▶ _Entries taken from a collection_
____________________

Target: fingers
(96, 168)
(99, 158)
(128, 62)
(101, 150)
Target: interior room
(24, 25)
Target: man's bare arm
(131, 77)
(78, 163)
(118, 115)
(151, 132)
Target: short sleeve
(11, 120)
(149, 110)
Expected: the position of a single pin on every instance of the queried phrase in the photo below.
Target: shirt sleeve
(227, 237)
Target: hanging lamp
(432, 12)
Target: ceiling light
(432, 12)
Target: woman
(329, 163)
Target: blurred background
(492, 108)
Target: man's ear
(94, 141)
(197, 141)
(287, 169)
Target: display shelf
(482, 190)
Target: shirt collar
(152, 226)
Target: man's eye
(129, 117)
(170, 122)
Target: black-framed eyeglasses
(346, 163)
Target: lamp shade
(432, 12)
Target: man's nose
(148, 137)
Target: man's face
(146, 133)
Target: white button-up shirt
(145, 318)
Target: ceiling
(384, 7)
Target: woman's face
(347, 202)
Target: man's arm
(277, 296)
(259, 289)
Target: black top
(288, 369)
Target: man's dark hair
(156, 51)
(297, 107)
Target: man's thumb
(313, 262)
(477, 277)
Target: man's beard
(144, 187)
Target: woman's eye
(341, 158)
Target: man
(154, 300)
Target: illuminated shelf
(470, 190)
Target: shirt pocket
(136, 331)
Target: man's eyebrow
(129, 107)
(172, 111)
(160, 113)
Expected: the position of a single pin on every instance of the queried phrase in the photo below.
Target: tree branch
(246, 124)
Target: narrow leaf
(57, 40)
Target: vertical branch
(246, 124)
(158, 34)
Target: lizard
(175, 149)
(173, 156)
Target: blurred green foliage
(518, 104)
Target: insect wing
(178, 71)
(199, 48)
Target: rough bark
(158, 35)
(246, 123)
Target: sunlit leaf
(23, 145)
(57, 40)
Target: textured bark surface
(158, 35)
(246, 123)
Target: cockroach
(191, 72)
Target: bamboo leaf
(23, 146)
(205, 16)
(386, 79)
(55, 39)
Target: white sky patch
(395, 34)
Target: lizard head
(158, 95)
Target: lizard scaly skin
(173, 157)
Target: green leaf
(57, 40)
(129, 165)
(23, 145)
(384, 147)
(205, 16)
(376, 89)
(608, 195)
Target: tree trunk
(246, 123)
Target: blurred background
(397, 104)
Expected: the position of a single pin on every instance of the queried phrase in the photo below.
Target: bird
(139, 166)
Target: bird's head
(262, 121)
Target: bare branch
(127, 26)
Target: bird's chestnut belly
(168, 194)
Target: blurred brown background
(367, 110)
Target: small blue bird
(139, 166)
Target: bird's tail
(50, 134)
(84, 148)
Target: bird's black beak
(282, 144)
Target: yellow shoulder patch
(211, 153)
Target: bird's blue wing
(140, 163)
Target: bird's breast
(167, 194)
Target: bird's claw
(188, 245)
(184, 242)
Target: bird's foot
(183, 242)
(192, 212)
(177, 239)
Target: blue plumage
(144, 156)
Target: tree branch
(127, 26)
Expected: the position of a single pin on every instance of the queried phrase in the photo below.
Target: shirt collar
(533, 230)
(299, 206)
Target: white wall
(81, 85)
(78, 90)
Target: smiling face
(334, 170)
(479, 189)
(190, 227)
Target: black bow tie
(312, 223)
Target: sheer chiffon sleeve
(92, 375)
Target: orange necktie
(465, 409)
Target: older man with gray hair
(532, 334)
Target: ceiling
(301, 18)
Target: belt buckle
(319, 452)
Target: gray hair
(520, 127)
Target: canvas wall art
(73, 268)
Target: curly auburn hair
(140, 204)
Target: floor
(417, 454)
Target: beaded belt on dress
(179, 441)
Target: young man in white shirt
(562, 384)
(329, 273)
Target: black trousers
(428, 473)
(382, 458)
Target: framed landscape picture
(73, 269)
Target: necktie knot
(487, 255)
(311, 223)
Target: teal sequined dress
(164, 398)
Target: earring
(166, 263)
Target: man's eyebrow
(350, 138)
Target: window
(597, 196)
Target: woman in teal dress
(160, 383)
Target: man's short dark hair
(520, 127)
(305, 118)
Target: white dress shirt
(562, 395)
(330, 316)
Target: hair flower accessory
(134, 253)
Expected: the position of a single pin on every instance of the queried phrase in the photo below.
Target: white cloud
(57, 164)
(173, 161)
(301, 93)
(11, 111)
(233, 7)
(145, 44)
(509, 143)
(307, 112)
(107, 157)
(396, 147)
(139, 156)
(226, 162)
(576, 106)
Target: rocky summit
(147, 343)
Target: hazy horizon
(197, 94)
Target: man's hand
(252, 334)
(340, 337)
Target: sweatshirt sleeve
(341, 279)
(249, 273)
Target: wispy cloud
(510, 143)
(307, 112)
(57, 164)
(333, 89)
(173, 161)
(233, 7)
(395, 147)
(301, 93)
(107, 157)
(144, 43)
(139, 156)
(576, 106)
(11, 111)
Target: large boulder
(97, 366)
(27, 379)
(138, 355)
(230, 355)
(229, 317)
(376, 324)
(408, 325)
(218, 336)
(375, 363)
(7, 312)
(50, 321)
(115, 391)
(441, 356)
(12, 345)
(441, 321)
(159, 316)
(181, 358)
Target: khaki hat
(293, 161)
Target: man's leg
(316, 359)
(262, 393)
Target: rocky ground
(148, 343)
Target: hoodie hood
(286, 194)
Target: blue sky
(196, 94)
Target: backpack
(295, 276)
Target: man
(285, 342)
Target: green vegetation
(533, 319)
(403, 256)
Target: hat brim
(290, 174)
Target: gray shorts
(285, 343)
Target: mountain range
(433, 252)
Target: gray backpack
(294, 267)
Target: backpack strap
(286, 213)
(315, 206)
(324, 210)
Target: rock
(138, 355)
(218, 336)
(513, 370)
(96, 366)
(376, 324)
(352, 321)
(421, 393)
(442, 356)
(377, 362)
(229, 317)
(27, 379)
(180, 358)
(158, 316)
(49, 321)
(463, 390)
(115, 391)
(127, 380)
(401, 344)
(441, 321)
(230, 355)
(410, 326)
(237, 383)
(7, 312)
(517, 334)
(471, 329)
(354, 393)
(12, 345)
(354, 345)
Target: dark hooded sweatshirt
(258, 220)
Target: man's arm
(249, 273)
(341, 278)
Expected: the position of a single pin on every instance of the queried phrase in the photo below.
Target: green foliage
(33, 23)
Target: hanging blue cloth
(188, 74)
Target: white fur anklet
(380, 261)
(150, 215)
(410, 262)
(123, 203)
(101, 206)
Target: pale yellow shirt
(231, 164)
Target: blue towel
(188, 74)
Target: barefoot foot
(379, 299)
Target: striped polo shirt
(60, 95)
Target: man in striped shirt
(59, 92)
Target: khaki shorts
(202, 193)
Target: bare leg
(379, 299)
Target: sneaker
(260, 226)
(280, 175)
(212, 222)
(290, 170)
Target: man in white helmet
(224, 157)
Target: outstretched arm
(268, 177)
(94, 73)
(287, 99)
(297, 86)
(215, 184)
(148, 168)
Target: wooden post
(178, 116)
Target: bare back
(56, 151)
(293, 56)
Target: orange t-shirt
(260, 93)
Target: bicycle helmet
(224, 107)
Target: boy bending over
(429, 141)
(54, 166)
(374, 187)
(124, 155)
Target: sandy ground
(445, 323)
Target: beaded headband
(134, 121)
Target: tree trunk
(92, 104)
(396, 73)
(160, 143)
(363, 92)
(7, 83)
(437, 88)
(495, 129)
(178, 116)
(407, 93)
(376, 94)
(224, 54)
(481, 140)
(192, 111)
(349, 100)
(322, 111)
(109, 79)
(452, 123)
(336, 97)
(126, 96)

____________________

▶ _What is expected_
Set down every entry exactly as given.

▶ _Written solution_
Target: fingers
(96, 168)
(99, 158)
(128, 62)
(101, 150)
Target: interior room
(24, 25)
Target: man's bare arm
(131, 77)
(78, 163)
(118, 115)
(151, 132)
Target: short sleeve
(11, 120)
(149, 110)
Expected: the position of a single pin on every instance of the queried phrase in the photo below.
Target: shirt sleeve
(227, 237)
Target: hanging lamp
(432, 12)
Target: ceiling light
(432, 12)
Target: woman
(329, 163)
Target: blurred background
(492, 108)
Target: man's ear
(94, 141)
(197, 141)
(287, 169)
Target: display shelf
(482, 190)
Target: shirt collar
(152, 226)
Target: man's eye
(129, 117)
(170, 122)
Target: black-framed eyeglasses
(346, 163)
Target: lamp shade
(432, 12)
Target: man's nose
(148, 137)
Target: man's face
(146, 133)
Target: white button-up shirt
(145, 318)
Target: ceiling
(384, 7)
Target: woman's face
(347, 202)
Target: man's arm
(277, 296)
(259, 289)
Target: black top
(288, 369)
Target: man's dark hair
(156, 51)
(297, 107)
Target: man's thumb
(313, 262)
(477, 277)
Target: man's beard
(144, 187)
Target: woman's eye
(341, 158)
Target: man
(154, 300)
Target: illuminated shelf
(470, 190)
Target: shirt pocket
(136, 331)
Target: man's eyebrow
(129, 107)
(172, 111)
(160, 113)
Expected: the position of a single pin on every instance of the queried phrase in the photo below.
Target: tree branch
(246, 124)
Target: narrow leaf
(57, 40)
Target: vertical branch
(246, 124)
(158, 34)
Target: lizard
(175, 149)
(173, 156)
Target: blurred green foliage
(518, 104)
Target: insect wing
(178, 71)
(199, 48)
Target: rough bark
(158, 35)
(246, 123)
Target: sunlit leaf
(23, 145)
(57, 40)
Target: textured bark surface
(158, 35)
(246, 123)
Target: cockroach
(191, 72)
Target: bamboo leaf
(23, 146)
(205, 16)
(386, 79)
(55, 39)
Target: white sky patch
(395, 34)
Target: lizard head
(158, 95)
Target: lizard scaly skin
(173, 157)
Target: green leaf
(57, 40)
(129, 165)
(23, 145)
(384, 147)
(205, 16)
(376, 89)
(608, 195)
Target: tree trunk
(246, 123)
Target: blurred background
(397, 104)
Expected: the position of a single pin on every instance of the queried phrase in the photo below.
Target: bird
(139, 166)
Target: bird's head
(262, 121)
Target: bare branch
(127, 26)
Target: bird's chestnut belly
(168, 194)
Target: blurred brown background
(367, 110)
Target: small blue bird
(139, 166)
Target: bird's tail
(50, 134)
(84, 148)
Target: bird's black beak
(282, 144)
Target: yellow shoulder patch
(211, 153)
Target: bird's blue wing
(140, 163)
Target: bird's breast
(167, 194)
Target: bird's claw
(188, 245)
(184, 242)
Target: bird's foot
(183, 242)
(192, 212)
(177, 239)
Target: blue plumage
(144, 156)
Target: tree branch
(127, 26)
Expected: the position of a single pin on every instance of the queried phrase in the photo below.
Target: shirt collar
(533, 230)
(299, 206)
Target: white wall
(81, 85)
(78, 90)
Target: smiling face
(334, 170)
(479, 189)
(190, 227)
Target: black bow tie
(312, 223)
Target: sheer chiffon sleeve
(92, 375)
Target: orange necktie
(465, 409)
Target: older man with gray hair
(532, 334)
Target: ceiling
(301, 18)
Target: belt buckle
(319, 452)
Target: gray hair
(520, 127)
Target: canvas wall art
(73, 268)
Target: curly auburn hair
(140, 204)
Target: floor
(417, 454)
Target: beaded belt on dress
(179, 441)
Target: young man in white shirt
(562, 384)
(329, 273)
Target: black trousers
(428, 473)
(382, 458)
Target: framed landscape picture
(73, 269)
Target: necktie knot
(487, 255)
(311, 223)
Target: teal sequined dress
(164, 398)
Target: earring
(166, 263)
Target: man's eyebrow
(350, 138)
Target: window
(597, 196)
Target: woman in teal dress
(160, 383)
Target: man's short dark hair
(520, 127)
(305, 118)
Target: white dress shirt
(562, 395)
(330, 316)
Target: hair flower accessory
(134, 253)
Expected: the position of a single pin on every instance of the queried phrase in the photo below.
Target: white cloud
(57, 164)
(173, 161)
(301, 93)
(11, 111)
(233, 7)
(145, 44)
(509, 143)
(307, 112)
(107, 157)
(396, 147)
(139, 156)
(226, 162)
(576, 106)
Target: rocky summit
(147, 343)
Target: hazy horizon
(197, 94)
Target: man's hand
(252, 334)
(340, 337)
Target: sweatshirt sleeve
(341, 279)
(249, 273)
Target: wispy cloud
(510, 143)
(307, 112)
(57, 164)
(333, 89)
(173, 161)
(233, 7)
(395, 147)
(301, 93)
(107, 157)
(144, 43)
(139, 156)
(576, 106)
(11, 111)
Target: large boulder
(97, 366)
(27, 379)
(138, 355)
(230, 355)
(229, 317)
(376, 324)
(408, 325)
(218, 336)
(375, 363)
(7, 312)
(50, 321)
(115, 391)
(441, 356)
(12, 345)
(441, 321)
(159, 316)
(181, 358)
Target: khaki hat
(293, 161)
Target: man's leg
(316, 359)
(262, 393)
Target: rocky ground
(148, 343)
Target: hoodie hood
(286, 194)
Target: blue sky
(196, 94)
Target: backpack
(295, 276)
Target: man
(285, 342)
Target: green vegetation
(533, 319)
(403, 256)
Target: hat brim
(290, 174)
Target: gray shorts
(285, 343)
Target: mountain range
(433, 252)
Target: gray backpack
(294, 267)
Target: backpack strap
(286, 213)
(315, 206)
(324, 210)
Target: rock
(138, 355)
(218, 336)
(513, 370)
(96, 366)
(376, 324)
(352, 321)
(421, 393)
(442, 356)
(377, 362)
(229, 317)
(27, 379)
(180, 358)
(158, 316)
(49, 321)
(463, 390)
(115, 391)
(127, 380)
(401, 344)
(441, 321)
(230, 355)
(410, 326)
(237, 383)
(7, 312)
(517, 334)
(471, 329)
(354, 393)
(12, 345)
(354, 345)
Target: dark hooded sweatshirt
(258, 220)
Target: man's arm
(249, 273)
(341, 278)
Expected: the position of a single pin on every instance of the queried phrase in the photo below.
Target: green foliage
(33, 23)
Target: hanging blue cloth
(188, 74)
Target: white fur anklet
(380, 261)
(150, 215)
(410, 262)
(123, 203)
(101, 206)
Target: pale yellow shirt
(231, 164)
Target: blue towel
(188, 74)
Target: barefoot foot
(379, 299)
Target: striped polo shirt
(60, 95)
Target: man in striped shirt
(59, 92)
Target: khaki shorts
(202, 193)
Target: bare leg
(379, 299)
Target: sneaker
(260, 226)
(280, 175)
(212, 222)
(290, 170)
Target: man in white helmet
(224, 157)
Target: outstretched arm
(268, 177)
(94, 73)
(287, 99)
(297, 86)
(215, 184)
(148, 168)
Target: wooden post
(178, 116)
Target: bare back
(56, 151)
(293, 56)
Target: orange t-shirt
(260, 93)
Target: bicycle helmet
(224, 107)
Target: boy bending over
(429, 141)
(54, 166)
(374, 187)
(124, 155)
Target: sandy ground
(445, 323)
Target: beaded headband
(134, 121)
Target: tree trunk
(92, 104)
(396, 73)
(160, 143)
(363, 92)
(7, 83)
(437, 88)
(495, 129)
(178, 116)
(407, 93)
(376, 94)
(224, 54)
(481, 140)
(192, 111)
(349, 100)
(322, 111)
(109, 79)
(452, 123)
(336, 97)
(126, 96)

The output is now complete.